• Directive 1
Answer these questions about the article on Rafik al-Hariri's funeral:
(a) Since what year has Syria maintained its military presence in Lebanon?
(b) Where was Mr Hariri laid to rest?
(c) What post does William Burns hold?

• Source extract
(begin)
Syria blamed for murder of Lebanese leader
TENS of thousands of Lebanese took to the streets yesterday to mark the funeral of Rafik al-Hariri, the assassinated former prime minister, in a public outpouring of grief that quickly turned to anger at Syria, blamed by opposition leaders for the killing.
Men wept uncontrollably as the procession wound through Beirut streets plastered with posters of the Sunni Muslim billionaire killed in a suspected suicide car bombing on Monday.
The country’s pro-Syrian president stayed away - warned not to come by supporters of Mr Hariri who blame Damascus for his death. In Syria, government officials remained silent as United States and United Nations pressure continued to mount.
An American envoy in Beirut for the funeral said Syria must take Mr Hariri’s death as a cue to end its military presence, maintained since 1976 and stop political meddling.
The dead former leader’s sons and relatives bore his flag-draped coffin from an ambulance into an unfinished mosque Mr Hariri had financed in Beirut’s once war-shattered downtown.
Some mourners fainted amid chaotic scenes as the crowd surged around the coffin before Mr Hariri was laid to rest in the grounds of the mosque a few hundred yards from the seafront. His family spurned government offers of a state funeral and made it clear that top Syrian-backed officials were not welcome.
Jacques Chirac, the French president, and a personal friend of Mr Hariri, arrived in Beirut and went straight to the family mansion to "pay homage to a man who was my friend and also a great democrat, a statesman, a man of peace".
William Burns, the US assistant secretary of state, said Mr Hariri’s death "must give renewed impetus to achieving a free, independent and sovereign Lebanon", adding that this meant the "complete and immediate withdrawal" of all Syrian forces.
(end)
• Directive 2
Write out the rows again, from the line with "TARGET = snow-covered rooftop" through the last line of the rows, with "one point" swapped for "a single point" and nothing else altered.

• Records provided
(begin)
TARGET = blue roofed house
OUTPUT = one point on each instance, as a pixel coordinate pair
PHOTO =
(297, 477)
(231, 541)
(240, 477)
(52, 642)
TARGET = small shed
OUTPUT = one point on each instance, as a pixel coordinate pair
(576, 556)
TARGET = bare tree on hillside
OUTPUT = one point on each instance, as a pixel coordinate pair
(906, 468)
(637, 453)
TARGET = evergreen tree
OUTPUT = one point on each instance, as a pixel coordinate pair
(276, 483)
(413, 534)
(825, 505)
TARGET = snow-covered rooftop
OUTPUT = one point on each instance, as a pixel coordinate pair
(end)
• Answer 1
(a) Since 1976.
(b) In the grounds of the mosque, a few hundred yards from the seafront.
(c) He is the US assistant secretary of state.

• Answer 2
TARGET = snow-covered rooftop
OUTPUT = a single point on each instance, as a pixel coordinate pair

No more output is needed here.